What to do:
Determine how many lines in the data below contain "appear" and write only that number.

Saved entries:
- Opening Delimiter -

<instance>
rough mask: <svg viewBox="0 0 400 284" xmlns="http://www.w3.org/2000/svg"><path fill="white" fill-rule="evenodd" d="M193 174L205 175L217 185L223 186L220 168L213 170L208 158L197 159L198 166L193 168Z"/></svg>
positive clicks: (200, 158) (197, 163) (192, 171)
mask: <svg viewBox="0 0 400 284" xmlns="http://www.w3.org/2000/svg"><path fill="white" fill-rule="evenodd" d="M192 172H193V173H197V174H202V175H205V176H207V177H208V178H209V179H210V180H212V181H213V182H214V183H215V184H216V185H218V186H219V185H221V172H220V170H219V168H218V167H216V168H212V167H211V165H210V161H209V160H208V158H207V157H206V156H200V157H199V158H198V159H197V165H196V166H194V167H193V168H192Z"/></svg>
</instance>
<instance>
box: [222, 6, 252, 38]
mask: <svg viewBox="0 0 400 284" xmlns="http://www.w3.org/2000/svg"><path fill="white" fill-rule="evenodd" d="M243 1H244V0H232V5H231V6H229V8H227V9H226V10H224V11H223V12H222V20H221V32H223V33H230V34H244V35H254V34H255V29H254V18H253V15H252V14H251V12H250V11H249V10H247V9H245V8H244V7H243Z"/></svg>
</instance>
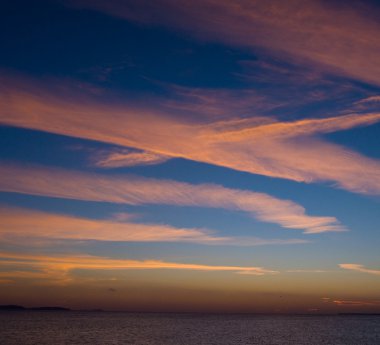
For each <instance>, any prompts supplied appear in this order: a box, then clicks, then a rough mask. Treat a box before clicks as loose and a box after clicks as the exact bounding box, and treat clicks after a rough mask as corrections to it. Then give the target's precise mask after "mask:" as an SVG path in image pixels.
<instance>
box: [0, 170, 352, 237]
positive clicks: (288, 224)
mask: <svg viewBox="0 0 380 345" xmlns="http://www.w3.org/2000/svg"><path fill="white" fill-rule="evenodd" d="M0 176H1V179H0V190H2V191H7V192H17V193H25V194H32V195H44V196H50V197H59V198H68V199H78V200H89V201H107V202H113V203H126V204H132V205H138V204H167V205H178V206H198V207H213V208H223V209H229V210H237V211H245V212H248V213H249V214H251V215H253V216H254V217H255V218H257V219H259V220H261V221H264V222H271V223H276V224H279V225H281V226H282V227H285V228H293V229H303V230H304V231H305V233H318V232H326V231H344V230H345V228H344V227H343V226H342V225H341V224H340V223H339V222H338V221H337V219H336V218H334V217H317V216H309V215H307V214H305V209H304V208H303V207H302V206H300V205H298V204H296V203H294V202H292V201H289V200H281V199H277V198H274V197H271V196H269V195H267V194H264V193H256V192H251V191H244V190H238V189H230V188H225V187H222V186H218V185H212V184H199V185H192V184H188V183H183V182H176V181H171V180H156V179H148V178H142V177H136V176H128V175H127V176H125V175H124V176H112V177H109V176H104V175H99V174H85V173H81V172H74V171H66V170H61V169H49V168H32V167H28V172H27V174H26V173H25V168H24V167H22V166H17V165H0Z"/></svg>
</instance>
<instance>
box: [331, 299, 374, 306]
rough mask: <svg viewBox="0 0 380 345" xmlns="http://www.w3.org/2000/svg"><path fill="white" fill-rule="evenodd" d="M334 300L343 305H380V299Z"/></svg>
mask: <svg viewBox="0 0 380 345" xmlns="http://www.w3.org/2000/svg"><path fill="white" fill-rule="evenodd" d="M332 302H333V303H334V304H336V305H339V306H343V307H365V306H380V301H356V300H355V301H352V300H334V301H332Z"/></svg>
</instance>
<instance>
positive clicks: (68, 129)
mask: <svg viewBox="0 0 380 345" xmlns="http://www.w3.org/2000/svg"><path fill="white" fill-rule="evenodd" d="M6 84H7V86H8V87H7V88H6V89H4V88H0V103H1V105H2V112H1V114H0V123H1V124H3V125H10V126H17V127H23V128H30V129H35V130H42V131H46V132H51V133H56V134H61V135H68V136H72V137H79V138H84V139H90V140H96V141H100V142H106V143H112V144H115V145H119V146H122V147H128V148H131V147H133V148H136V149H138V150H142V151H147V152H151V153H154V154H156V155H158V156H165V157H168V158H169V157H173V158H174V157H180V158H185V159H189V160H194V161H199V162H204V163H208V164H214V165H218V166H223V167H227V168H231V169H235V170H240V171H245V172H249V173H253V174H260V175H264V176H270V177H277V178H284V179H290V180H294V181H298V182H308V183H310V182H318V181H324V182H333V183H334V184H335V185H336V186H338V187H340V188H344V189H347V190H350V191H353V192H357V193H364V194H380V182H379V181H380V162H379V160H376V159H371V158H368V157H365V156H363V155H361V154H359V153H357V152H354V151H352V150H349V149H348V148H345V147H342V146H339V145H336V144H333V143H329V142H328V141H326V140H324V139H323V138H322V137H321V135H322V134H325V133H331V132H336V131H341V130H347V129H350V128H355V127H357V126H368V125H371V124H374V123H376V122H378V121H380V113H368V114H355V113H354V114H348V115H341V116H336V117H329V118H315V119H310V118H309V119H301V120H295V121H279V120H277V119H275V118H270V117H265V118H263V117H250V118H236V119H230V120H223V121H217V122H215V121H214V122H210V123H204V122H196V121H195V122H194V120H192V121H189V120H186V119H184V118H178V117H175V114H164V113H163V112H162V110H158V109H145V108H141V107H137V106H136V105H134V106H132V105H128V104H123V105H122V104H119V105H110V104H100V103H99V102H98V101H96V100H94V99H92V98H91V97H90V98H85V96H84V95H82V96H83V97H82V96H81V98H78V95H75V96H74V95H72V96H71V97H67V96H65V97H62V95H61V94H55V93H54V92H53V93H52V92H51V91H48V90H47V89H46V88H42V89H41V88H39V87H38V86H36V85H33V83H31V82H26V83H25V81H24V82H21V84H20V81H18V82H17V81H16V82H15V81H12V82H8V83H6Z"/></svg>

- Closing Delimiter -
- Opening Delimiter -

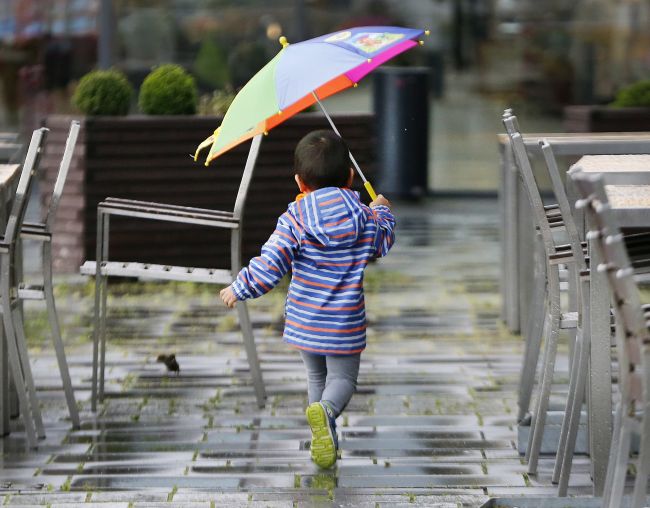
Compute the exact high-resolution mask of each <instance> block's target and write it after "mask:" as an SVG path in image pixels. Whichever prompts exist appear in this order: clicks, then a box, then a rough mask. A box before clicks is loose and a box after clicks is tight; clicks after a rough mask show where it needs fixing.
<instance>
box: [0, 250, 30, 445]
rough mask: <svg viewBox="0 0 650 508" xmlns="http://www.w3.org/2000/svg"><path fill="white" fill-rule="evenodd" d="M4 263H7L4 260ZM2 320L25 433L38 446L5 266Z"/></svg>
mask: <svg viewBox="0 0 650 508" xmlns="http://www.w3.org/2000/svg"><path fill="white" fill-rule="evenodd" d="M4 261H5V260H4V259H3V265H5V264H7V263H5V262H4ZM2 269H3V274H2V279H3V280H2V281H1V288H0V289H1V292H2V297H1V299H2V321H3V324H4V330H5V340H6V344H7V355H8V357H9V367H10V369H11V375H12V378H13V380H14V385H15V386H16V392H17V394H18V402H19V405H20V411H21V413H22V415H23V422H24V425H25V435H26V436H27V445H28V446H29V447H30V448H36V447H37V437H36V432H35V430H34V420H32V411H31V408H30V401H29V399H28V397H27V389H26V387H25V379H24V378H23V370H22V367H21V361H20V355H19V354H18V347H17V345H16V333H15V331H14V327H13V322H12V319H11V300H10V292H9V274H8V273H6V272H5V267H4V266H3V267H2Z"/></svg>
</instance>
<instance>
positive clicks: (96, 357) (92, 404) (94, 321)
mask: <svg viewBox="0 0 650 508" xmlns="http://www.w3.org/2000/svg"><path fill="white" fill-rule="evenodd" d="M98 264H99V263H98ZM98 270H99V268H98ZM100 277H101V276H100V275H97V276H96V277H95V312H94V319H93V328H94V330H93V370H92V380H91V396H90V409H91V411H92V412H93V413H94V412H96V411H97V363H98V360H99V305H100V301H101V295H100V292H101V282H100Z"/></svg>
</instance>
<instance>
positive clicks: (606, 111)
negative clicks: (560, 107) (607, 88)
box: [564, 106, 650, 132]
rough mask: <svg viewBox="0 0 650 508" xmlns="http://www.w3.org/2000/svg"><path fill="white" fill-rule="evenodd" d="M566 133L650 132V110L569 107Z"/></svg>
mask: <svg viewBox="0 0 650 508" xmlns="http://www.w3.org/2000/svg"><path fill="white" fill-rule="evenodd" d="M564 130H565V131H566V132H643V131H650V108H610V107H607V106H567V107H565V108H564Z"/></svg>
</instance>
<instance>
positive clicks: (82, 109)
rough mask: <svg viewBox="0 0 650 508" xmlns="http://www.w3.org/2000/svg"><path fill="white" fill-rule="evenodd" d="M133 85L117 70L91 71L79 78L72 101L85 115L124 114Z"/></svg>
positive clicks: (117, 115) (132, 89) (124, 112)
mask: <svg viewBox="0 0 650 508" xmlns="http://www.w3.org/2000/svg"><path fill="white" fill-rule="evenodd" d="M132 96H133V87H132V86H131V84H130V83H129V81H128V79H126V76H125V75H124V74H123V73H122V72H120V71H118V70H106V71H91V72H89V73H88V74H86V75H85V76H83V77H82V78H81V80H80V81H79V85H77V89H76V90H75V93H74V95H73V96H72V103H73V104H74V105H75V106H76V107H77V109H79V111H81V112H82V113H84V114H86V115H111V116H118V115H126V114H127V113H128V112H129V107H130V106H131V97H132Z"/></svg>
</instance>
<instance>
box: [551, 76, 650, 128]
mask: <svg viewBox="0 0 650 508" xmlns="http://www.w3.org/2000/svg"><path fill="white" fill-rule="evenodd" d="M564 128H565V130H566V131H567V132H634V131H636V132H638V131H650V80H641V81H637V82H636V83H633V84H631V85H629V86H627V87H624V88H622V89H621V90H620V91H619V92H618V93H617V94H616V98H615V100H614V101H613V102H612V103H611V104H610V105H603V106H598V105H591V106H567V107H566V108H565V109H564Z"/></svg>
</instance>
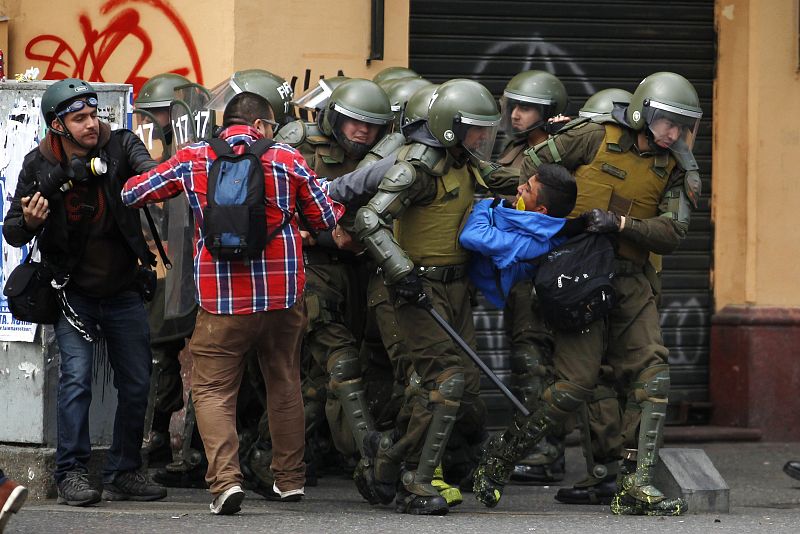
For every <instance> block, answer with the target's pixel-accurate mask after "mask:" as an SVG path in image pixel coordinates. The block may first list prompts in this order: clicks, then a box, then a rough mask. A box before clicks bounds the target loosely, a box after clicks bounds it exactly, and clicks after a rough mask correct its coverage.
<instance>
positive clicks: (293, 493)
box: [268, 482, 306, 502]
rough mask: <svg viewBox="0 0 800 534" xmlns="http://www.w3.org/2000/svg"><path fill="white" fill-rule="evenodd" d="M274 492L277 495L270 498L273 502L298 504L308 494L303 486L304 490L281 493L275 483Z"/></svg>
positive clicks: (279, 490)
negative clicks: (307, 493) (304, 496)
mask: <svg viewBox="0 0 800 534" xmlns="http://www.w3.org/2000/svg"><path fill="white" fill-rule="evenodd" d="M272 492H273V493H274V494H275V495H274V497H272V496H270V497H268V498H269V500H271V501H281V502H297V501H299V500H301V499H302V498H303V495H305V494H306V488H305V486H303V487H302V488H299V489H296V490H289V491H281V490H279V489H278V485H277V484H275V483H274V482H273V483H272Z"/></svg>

- Closing Delimiter -
- Opening Delimiter -

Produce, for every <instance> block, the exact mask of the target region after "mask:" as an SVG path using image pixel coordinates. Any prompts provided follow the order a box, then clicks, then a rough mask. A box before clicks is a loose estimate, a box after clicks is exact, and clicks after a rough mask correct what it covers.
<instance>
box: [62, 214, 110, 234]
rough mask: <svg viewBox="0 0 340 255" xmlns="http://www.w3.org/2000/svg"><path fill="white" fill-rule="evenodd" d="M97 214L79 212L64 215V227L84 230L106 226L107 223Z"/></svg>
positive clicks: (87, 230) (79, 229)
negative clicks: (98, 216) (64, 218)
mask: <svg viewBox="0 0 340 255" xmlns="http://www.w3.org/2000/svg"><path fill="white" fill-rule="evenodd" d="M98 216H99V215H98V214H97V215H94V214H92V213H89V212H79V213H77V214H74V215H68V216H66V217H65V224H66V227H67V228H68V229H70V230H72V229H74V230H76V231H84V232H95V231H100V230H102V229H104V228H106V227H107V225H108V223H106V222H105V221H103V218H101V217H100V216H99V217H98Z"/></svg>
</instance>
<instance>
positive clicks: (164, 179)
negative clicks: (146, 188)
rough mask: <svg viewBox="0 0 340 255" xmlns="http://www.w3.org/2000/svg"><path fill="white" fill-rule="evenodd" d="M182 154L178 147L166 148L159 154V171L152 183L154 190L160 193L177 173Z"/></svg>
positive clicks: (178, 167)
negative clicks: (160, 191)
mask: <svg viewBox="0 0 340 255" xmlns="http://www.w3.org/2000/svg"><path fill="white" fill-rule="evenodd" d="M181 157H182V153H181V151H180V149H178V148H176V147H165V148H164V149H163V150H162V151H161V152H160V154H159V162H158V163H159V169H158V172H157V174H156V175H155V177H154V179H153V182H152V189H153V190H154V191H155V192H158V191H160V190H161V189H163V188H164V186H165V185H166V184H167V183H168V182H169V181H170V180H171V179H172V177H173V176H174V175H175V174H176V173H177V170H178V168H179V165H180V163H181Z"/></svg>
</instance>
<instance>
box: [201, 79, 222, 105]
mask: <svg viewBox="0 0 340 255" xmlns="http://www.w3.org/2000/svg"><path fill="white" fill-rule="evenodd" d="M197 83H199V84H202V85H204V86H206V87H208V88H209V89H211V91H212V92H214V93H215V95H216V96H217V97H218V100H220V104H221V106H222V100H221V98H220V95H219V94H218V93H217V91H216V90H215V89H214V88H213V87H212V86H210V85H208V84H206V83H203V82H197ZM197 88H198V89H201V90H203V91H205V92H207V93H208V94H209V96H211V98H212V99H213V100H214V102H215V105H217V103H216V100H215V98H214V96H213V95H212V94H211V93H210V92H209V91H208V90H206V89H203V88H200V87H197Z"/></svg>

- Closing Delimiter -

Response area:
2